[WORK TO COMPLETE]: Return each entry word for word, without its pictures.
- - - - -
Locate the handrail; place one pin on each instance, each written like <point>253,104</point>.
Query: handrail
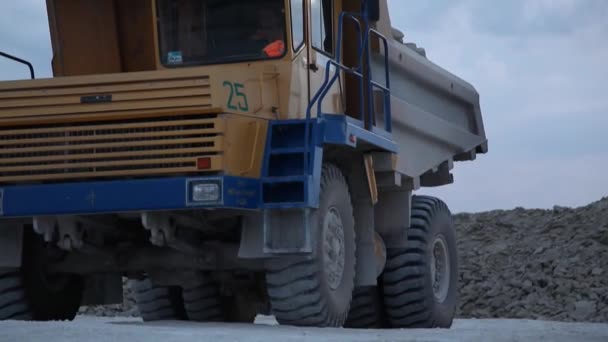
<point>19,60</point>
<point>324,89</point>
<point>373,84</point>
<point>363,46</point>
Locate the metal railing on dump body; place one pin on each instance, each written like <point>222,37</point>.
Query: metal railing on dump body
<point>19,60</point>
<point>363,44</point>
<point>327,83</point>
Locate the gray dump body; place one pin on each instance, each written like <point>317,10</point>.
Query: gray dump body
<point>436,115</point>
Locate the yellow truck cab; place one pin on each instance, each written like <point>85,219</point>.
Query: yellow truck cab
<point>233,158</point>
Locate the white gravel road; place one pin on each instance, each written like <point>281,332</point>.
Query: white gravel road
<point>133,330</point>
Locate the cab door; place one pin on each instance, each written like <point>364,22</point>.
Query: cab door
<point>321,45</point>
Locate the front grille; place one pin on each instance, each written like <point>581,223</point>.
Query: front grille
<point>136,147</point>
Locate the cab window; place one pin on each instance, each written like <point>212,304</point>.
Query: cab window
<point>322,25</point>
<point>297,23</point>
<point>194,32</point>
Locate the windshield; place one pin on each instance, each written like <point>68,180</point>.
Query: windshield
<point>193,32</point>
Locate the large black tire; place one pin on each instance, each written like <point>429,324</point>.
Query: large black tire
<point>367,309</point>
<point>30,293</point>
<point>13,303</point>
<point>306,292</point>
<point>413,299</point>
<point>159,303</point>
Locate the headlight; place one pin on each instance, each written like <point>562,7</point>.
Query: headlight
<point>206,192</point>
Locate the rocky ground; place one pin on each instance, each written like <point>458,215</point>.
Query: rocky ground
<point>536,264</point>
<point>539,264</point>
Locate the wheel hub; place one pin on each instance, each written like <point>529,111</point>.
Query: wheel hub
<point>333,248</point>
<point>440,268</point>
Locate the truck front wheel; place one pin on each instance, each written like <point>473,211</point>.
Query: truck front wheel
<point>420,281</point>
<point>30,293</point>
<point>317,290</point>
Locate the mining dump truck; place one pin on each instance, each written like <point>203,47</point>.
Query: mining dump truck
<point>233,158</point>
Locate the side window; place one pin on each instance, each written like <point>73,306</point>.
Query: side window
<point>297,23</point>
<point>322,25</point>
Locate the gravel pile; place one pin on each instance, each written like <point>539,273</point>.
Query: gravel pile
<point>539,264</point>
<point>533,264</point>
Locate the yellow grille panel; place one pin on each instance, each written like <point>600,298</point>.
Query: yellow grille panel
<point>134,147</point>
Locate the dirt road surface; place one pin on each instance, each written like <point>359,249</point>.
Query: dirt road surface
<point>133,330</point>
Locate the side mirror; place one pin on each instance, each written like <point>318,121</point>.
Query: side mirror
<point>371,9</point>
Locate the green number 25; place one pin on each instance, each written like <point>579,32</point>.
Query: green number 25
<point>236,93</point>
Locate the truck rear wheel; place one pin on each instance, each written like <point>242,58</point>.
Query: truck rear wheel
<point>159,303</point>
<point>30,293</point>
<point>420,281</point>
<point>317,291</point>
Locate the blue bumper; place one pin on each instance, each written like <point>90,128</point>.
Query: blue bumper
<point>125,196</point>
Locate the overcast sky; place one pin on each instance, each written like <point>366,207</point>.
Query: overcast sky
<point>541,67</point>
- - - - -
[EXERCISE RESULT]:
Locate the handrail; place one pin on each instance, each written like <point>253,104</point>.
Query: handrail
<point>19,60</point>
<point>324,89</point>
<point>373,84</point>
<point>363,46</point>
Locate the metal railing on dump body; place one pin on each instance, each written like <point>222,37</point>.
Query: metal railing on dump body
<point>19,60</point>
<point>363,44</point>
<point>327,83</point>
Locate the gray dump body; place one pin on each instance, each written like <point>317,10</point>.
Query: gray dump body
<point>436,115</point>
Locate the yellow truck cab; place one pin on each instance, each written like <point>85,219</point>.
Query: yellow truck cab
<point>233,158</point>
Locate the white gravel road; place one pin on each instance, each written like <point>281,332</point>.
Query: white gravel road
<point>133,330</point>
Locate the cab door; place one pin on each instance, each written like <point>364,22</point>.
Query: cab door
<point>321,45</point>
Locate the front grille; place one pin on each instance, each written like <point>581,223</point>.
Query: front grille
<point>136,147</point>
Locate the cab window; place one pin on each instance, each written like <point>212,304</point>.
Query: cab window
<point>322,25</point>
<point>297,23</point>
<point>194,32</point>
Locate the windshield; place one pin on each instance, each written like <point>68,180</point>.
Query: windshield
<point>193,32</point>
Locate the large black tire; place one pin on each instance, each written like <point>429,324</point>.
Query: large black tire
<point>367,309</point>
<point>30,293</point>
<point>13,303</point>
<point>306,292</point>
<point>413,299</point>
<point>159,303</point>
Locate the headlight; place one pin on each instance, each written like <point>562,7</point>.
Query: headlight
<point>206,192</point>
Locate the rocky ground; place one pin on each instance, each written like <point>458,215</point>.
Query: rocky ground
<point>536,264</point>
<point>539,264</point>
Locate the wheel hub; place one pin on each instance, each written like <point>529,111</point>.
Query: wheel hub
<point>333,248</point>
<point>440,268</point>
Locate the truck front wheel; place one pin on each instance, each written like <point>473,211</point>.
Query: truck front wheel
<point>420,281</point>
<point>30,293</point>
<point>317,290</point>
Locate the mining dump truck; place one pin on each instance, each written like <point>203,47</point>.
Query: mining dump truck
<point>233,158</point>
Locate the side window; place one pin on each instance, each written like <point>73,306</point>.
Query: side window
<point>297,23</point>
<point>322,25</point>
Locate the gravel pile; place one pin on each instance, each written like <point>539,273</point>.
Query: gravel pile
<point>539,264</point>
<point>533,264</point>
Locate the yellow grille panel; place one pin on each instance, each written like <point>600,298</point>.
Query: yellow grille panel
<point>134,147</point>
Locate the dirt road surface; place one pin on each instance, each written like <point>359,249</point>.
Query: dirt road surface
<point>133,330</point>
Locate the side mirror; place one pin on each instance, each written like <point>318,121</point>.
Query: side mirror
<point>371,9</point>
Locate the green number 25; place one pin on each instance, each written like <point>579,32</point>.
Query: green number 25
<point>236,93</point>
Locate the truck rear wheel; place one pin on each instance, each written like <point>242,58</point>.
Query: truck rear wheel
<point>159,303</point>
<point>30,293</point>
<point>420,281</point>
<point>317,291</point>
Locate the blue bumper; place one pin on each instance, each written like <point>90,128</point>.
Query: blue bumper
<point>125,196</point>
Locate the overcast sky; place one pin on each instance, each written like <point>366,207</point>.
Query: overcast sky
<point>541,67</point>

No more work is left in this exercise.